- **WHAT TO WORK ON**
Each line of the data that mentions the string "below" needs to be identified and copied.

BEGIN INFORMATION SUPPLIED

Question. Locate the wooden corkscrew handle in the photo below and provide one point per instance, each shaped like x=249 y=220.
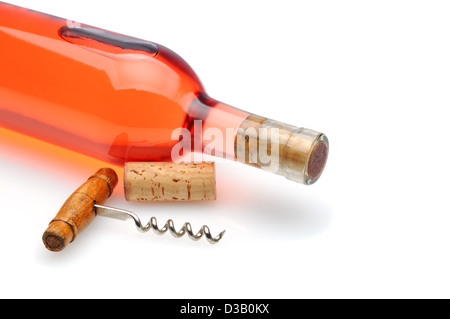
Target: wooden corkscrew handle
x=78 y=211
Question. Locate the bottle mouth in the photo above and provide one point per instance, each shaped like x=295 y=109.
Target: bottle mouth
x=317 y=160
x=299 y=154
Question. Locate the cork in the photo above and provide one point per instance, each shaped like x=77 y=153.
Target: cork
x=78 y=210
x=167 y=181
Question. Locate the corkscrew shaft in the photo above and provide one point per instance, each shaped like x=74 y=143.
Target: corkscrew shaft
x=122 y=214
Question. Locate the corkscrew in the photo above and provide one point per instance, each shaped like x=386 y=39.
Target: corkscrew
x=87 y=202
x=122 y=214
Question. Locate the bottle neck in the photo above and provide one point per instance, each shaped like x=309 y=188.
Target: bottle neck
x=221 y=130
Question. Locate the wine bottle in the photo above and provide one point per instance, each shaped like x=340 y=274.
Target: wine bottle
x=122 y=99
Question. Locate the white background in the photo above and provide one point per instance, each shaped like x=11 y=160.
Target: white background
x=373 y=75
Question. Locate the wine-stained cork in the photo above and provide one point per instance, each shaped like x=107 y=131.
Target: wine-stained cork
x=166 y=181
x=78 y=210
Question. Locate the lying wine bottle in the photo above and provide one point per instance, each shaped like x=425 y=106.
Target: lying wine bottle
x=122 y=99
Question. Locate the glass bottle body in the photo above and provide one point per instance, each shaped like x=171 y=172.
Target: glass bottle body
x=112 y=97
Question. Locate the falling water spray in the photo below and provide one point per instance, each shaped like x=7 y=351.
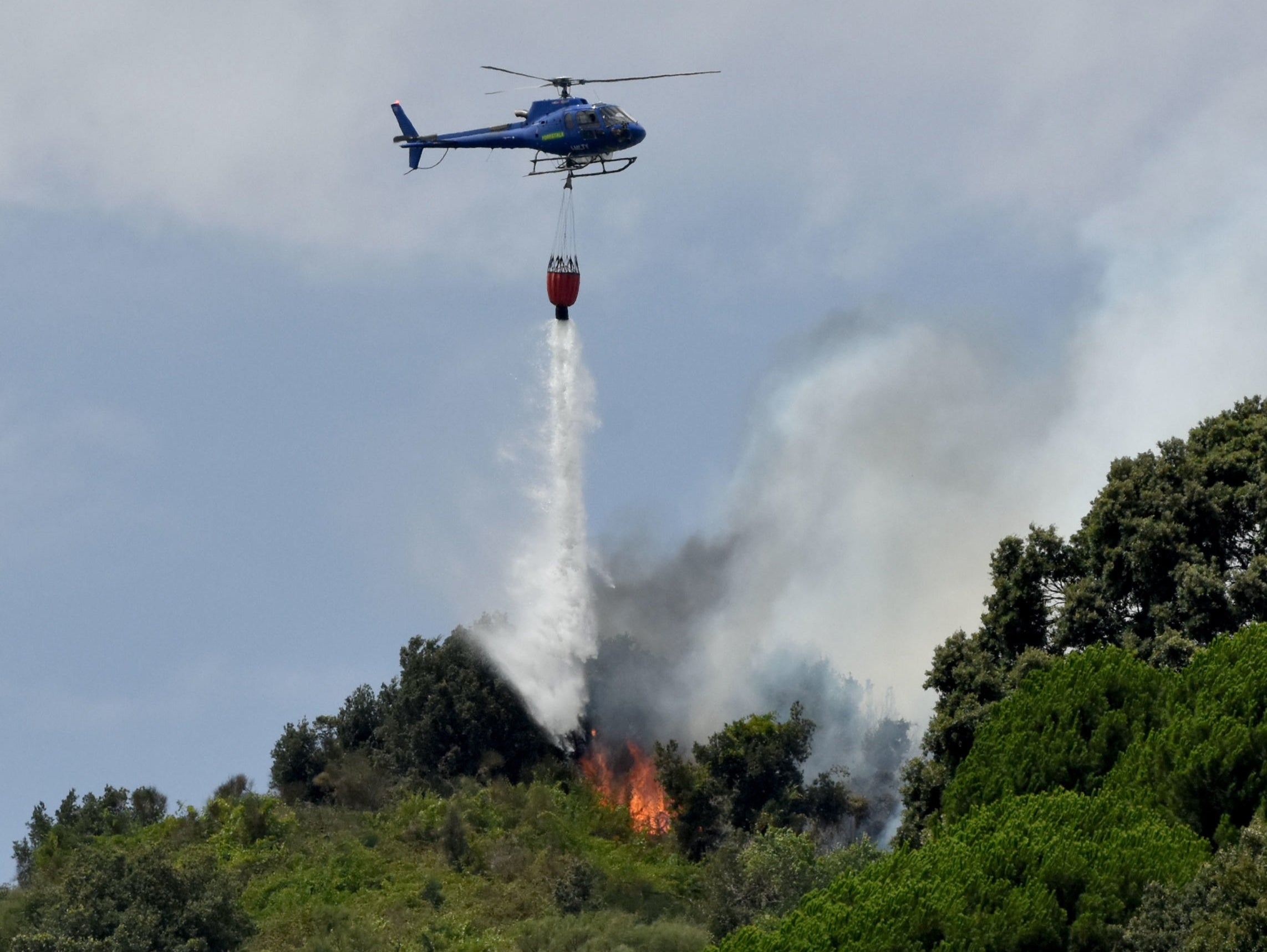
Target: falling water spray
x=552 y=632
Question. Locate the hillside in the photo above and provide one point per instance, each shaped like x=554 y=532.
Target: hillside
x=1094 y=778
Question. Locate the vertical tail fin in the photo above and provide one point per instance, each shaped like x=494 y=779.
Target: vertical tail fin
x=406 y=126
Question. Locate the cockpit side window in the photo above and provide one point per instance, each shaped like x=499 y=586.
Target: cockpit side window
x=615 y=116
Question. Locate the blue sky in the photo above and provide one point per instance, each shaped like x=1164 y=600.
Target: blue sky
x=895 y=283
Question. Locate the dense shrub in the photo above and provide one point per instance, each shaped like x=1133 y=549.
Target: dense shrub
x=1172 y=553
x=447 y=714
x=113 y=813
x=1207 y=765
x=1064 y=729
x=113 y=902
x=748 y=777
x=1224 y=907
x=1047 y=871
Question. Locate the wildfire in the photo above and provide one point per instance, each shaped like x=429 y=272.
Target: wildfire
x=629 y=781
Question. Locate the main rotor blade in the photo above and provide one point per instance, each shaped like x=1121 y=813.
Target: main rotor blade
x=525 y=75
x=515 y=89
x=657 y=77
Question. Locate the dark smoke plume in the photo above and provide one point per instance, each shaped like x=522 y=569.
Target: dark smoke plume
x=650 y=679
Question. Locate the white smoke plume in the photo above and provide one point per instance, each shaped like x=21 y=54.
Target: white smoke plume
x=543 y=647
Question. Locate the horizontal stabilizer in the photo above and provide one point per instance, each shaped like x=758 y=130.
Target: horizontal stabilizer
x=406 y=126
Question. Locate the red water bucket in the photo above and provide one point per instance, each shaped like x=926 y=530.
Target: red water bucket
x=563 y=287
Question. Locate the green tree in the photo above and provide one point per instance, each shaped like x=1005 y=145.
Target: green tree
x=1224 y=907
x=112 y=902
x=77 y=819
x=1207 y=765
x=450 y=714
x=1172 y=552
x=298 y=758
x=747 y=777
x=1042 y=873
x=1062 y=729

END INFORMATION SUPPLIED

- **RESPONSE TO THE EXERCISE**
Question. Locate the wooden corkscrew handle in the photo below and provide one point per instance, each shaped like x=249 y=220.
Question. Locate the falling water spray in the photo below and provide one point per instance, each shaped like x=7 y=351.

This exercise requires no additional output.